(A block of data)
**********

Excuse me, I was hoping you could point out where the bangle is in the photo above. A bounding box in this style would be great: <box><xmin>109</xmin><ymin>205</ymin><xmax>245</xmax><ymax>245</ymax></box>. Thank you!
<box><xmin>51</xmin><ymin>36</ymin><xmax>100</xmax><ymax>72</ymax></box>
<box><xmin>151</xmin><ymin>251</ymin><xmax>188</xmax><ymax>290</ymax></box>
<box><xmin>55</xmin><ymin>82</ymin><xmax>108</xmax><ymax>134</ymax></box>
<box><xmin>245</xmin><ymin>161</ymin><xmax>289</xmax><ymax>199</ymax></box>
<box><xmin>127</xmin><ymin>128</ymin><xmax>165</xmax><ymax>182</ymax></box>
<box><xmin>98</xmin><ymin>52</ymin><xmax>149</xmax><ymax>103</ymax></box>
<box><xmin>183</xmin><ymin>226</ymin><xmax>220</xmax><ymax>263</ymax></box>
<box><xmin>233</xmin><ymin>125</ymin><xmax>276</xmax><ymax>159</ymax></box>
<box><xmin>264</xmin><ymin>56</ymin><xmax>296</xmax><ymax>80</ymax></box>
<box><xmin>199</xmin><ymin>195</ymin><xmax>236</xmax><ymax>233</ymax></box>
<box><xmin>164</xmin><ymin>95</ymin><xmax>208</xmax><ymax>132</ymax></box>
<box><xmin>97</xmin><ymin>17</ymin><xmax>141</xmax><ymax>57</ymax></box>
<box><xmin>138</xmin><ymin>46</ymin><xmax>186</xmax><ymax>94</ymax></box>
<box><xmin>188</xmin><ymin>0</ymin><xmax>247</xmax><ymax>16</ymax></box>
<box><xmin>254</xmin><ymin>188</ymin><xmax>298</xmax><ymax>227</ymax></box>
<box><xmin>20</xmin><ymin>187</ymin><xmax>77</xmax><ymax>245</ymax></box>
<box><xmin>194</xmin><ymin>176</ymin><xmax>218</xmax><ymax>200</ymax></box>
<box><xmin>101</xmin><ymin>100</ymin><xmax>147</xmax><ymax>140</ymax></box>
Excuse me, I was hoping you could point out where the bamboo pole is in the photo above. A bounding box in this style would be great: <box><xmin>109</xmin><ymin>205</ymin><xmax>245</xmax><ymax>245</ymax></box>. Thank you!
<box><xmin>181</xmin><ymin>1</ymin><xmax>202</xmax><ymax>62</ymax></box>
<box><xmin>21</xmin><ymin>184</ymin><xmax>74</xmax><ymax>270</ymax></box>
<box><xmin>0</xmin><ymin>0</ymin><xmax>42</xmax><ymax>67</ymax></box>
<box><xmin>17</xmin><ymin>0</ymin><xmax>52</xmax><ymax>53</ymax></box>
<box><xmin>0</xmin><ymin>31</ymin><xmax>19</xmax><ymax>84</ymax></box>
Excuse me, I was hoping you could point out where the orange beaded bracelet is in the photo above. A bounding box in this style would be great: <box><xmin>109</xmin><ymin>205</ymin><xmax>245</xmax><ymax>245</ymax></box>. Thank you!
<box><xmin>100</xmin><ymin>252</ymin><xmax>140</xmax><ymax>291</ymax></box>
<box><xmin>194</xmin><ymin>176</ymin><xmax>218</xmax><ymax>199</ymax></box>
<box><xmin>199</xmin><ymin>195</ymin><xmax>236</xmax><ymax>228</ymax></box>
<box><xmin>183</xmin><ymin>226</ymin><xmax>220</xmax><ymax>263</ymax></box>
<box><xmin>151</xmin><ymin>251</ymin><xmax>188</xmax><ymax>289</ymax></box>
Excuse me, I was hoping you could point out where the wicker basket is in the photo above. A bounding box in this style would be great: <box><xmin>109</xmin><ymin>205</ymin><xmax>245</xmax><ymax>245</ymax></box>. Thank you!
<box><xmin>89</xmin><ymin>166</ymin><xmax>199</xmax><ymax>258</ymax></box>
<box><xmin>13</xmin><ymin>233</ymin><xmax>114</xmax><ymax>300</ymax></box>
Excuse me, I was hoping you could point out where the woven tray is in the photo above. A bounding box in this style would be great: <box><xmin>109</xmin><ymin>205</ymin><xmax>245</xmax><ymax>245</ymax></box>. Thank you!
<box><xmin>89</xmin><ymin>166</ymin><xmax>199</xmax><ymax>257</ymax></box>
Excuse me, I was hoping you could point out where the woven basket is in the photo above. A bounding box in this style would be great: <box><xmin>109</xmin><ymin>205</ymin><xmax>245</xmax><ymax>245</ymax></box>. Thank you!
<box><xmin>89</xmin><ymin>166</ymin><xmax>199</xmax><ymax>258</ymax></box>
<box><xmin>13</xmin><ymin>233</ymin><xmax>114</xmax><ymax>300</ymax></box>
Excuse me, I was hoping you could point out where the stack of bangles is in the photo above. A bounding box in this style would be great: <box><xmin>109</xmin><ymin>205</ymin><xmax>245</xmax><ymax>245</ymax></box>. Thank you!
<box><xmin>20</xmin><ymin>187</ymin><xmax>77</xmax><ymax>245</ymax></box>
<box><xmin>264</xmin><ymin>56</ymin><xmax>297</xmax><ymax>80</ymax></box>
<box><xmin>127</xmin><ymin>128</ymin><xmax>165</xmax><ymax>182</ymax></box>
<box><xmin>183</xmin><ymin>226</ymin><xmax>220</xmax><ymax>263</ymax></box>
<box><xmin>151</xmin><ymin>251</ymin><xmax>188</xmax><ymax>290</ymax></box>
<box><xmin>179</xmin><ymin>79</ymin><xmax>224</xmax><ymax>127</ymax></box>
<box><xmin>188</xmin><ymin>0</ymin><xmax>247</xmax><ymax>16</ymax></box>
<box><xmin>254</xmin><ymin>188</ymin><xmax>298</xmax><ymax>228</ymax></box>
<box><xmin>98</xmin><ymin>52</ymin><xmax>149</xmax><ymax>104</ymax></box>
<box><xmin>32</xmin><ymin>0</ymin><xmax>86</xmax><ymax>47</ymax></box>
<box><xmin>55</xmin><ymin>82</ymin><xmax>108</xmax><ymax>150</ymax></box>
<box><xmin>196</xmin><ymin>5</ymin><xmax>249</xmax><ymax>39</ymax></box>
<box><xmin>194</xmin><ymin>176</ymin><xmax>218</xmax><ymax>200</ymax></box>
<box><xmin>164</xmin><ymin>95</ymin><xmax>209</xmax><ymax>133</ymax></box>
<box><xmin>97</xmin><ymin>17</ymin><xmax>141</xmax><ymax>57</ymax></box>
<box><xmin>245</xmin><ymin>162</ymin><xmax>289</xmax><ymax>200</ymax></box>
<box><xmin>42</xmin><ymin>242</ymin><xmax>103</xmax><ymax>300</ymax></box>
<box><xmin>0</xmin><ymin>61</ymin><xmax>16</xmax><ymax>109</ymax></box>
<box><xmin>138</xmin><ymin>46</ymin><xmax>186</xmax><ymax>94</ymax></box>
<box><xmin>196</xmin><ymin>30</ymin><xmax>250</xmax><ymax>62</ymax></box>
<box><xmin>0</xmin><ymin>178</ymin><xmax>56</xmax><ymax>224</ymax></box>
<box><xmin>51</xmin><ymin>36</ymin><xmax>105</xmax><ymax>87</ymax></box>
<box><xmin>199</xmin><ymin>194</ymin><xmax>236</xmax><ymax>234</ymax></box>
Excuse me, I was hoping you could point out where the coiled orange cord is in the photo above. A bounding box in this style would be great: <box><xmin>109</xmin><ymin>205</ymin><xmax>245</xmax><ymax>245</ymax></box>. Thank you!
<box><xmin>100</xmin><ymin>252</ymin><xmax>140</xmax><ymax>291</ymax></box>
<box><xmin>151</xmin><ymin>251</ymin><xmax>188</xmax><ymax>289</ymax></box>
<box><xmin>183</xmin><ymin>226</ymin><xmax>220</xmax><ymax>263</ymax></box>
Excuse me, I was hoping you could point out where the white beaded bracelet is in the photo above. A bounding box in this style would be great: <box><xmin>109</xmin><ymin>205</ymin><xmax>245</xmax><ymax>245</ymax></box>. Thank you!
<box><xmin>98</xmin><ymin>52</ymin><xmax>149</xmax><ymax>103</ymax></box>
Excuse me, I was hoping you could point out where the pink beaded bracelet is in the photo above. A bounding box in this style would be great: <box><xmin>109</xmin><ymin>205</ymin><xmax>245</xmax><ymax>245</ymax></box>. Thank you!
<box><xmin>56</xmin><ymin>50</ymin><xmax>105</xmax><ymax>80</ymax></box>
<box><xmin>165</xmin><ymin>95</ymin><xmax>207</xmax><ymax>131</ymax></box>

**********

WHAT TO DO: Reproduce the listing from the line with "where the pink" through the end of the listing, requests included, rescaling each box coordinate in the answers by 0.65 and rounding to whole numbers with halves rounded up. Leave the requests and their sample box unchanged.

EXERCISE OUTPUT:
Excuse me, I was hoping you could point out where the pink beaded bracelet is in the photo above. A bounding box in this style would be great: <box><xmin>109</xmin><ymin>205</ymin><xmax>245</xmax><ymax>245</ymax></box>. Thank you!
<box><xmin>36</xmin><ymin>33</ymin><xmax>68</xmax><ymax>52</ymax></box>
<box><xmin>107</xmin><ymin>62</ymin><xmax>135</xmax><ymax>85</ymax></box>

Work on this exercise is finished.